Transcribe the entries, keeping every character the same.

[Opening SUPPLIED INFORMATION section]

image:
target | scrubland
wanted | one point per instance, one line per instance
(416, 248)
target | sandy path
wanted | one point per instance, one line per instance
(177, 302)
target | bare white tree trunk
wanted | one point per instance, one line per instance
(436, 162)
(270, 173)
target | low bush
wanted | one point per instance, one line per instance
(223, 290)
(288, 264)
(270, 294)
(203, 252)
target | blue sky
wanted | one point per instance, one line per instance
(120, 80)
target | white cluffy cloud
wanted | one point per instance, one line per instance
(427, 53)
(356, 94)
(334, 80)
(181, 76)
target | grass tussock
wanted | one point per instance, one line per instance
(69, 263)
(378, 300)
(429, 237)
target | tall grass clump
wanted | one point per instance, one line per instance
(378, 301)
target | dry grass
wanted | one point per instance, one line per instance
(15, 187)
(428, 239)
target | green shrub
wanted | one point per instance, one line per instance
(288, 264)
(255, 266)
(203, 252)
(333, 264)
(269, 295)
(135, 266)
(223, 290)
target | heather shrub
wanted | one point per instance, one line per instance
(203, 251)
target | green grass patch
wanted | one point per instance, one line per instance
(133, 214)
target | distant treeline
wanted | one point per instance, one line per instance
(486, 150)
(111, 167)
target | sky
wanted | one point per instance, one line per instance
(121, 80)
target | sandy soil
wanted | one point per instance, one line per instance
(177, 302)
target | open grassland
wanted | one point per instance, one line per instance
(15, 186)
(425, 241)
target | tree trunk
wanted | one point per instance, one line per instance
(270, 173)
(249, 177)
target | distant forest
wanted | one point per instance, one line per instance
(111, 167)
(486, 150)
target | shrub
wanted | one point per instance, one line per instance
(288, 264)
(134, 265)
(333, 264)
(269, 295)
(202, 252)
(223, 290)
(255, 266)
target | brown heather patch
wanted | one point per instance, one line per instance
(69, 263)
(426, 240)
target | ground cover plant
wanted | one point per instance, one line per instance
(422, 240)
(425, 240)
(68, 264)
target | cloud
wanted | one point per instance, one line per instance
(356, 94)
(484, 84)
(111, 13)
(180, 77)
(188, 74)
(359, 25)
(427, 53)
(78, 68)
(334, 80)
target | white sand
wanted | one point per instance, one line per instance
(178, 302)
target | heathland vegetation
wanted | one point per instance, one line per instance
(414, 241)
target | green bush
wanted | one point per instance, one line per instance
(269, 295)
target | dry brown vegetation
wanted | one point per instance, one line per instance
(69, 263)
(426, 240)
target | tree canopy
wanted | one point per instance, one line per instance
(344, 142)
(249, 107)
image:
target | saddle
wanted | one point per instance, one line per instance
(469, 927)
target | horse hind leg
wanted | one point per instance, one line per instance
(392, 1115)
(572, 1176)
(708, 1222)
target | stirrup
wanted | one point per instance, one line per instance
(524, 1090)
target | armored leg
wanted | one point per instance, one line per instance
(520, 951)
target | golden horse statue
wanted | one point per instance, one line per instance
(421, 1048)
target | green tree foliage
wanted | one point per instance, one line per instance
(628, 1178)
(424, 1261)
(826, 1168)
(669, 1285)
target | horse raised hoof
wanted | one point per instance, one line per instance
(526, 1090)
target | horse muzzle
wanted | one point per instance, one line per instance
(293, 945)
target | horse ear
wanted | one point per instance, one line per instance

[Closing SUPPLIED INFORMATION section]

TASK SOLUTION ▸
image:
target | scrubland
wanted | one point per instance, one line per instance
(416, 248)
target | sandy path
wanted | one point per instance, one line per instance
(177, 302)
target | bare white tree trunk
wanted | one point per instance, one line per instance
(436, 162)
(270, 173)
target | low bush
wanted | one point per instance, one line per instance
(223, 290)
(288, 264)
(270, 294)
(203, 252)
target | blue sky
wanted | one point per instance, one line per instance
(120, 80)
target | white cluffy cloud
wanted | one point per instance, one line per instance
(427, 53)
(356, 94)
(334, 80)
(181, 76)
target | grass tussock
wanted | one point per instance, one line per instance
(69, 263)
(378, 300)
(429, 237)
target | tall grass clump
wanted | one point per instance, one line per instance
(378, 301)
target | dry grass
wanted | one point per instance, one line per instance
(15, 187)
(428, 239)
target | green shrub
wanted | one point per instance, one line per instance
(288, 264)
(255, 266)
(203, 252)
(333, 264)
(269, 295)
(135, 266)
(223, 290)
target | heather shrub
wanted | one point per instance, one line per instance
(203, 251)
target | green grass patch
wanted | one point per instance, one line per instance
(133, 214)
target | distant treeline
wanted | one point per instance, one line per instance
(486, 150)
(111, 167)
target | sky
wanted | one point per instance, one line per instance
(121, 80)
target | sandy soil
wanted | one point per instance, one line per instance
(177, 302)
target | open grassland
wanted | one point per instance, one line per instance
(15, 186)
(425, 241)
target | tree trunk
wanted | one point per instance, one line per instance
(270, 173)
(249, 177)
target | distant forest
wanted | one point per instance, one line per instance
(111, 167)
(486, 150)
target | shrub
wanted | one point per instance, one line per instance
(288, 264)
(134, 265)
(333, 264)
(269, 295)
(202, 252)
(223, 290)
(255, 266)
target | brown heather patch
wanted | one point per instance, one line per instance
(69, 263)
(426, 240)
target | ground cover plant
wanted | one point per instance, one line per instance
(422, 240)
(425, 240)
(68, 264)
target | cloud
wanted | one point per instance, one line per instance
(356, 94)
(484, 84)
(111, 13)
(180, 77)
(188, 74)
(359, 25)
(427, 53)
(78, 68)
(334, 80)
target | white sand
wanted | one point per instance, one line per instance
(178, 302)
target | heathland vegetation
wanted | one point per instance, one line per instance
(414, 241)
target | green bush
wanted | one point per instance, one line per instance
(269, 295)
target | dry brown vegetation
wanted | one point per instance, one line per instance
(69, 263)
(426, 240)
target | tree canopy
wanted | one point per instance, one line per instance
(344, 142)
(249, 107)
image:
target | saddle
wanted | one point per instance, one line per instance
(469, 927)
target | horse hind leg
wanted | one point per instance, one line per instance
(392, 1115)
(572, 1176)
(708, 1222)
target | stirrup
wanted | one point per instance, one line per instance
(524, 1090)
target | armored leg
wanted | one point per instance, one line per instance
(520, 951)
target | golden horse statue
wanted | one point per instance, one line per instance
(421, 1048)
target | green tree foliage
wanted | one point per instance, one line per instance
(628, 1178)
(424, 1261)
(826, 1168)
(669, 1285)
target | horse raised hoof
wanted | one point per instance, one line per instance
(526, 1090)
target | horse muzzle
wanted | one point per instance, one line per instance
(293, 945)
target | horse ear
wanted | one point per instance, one line per instance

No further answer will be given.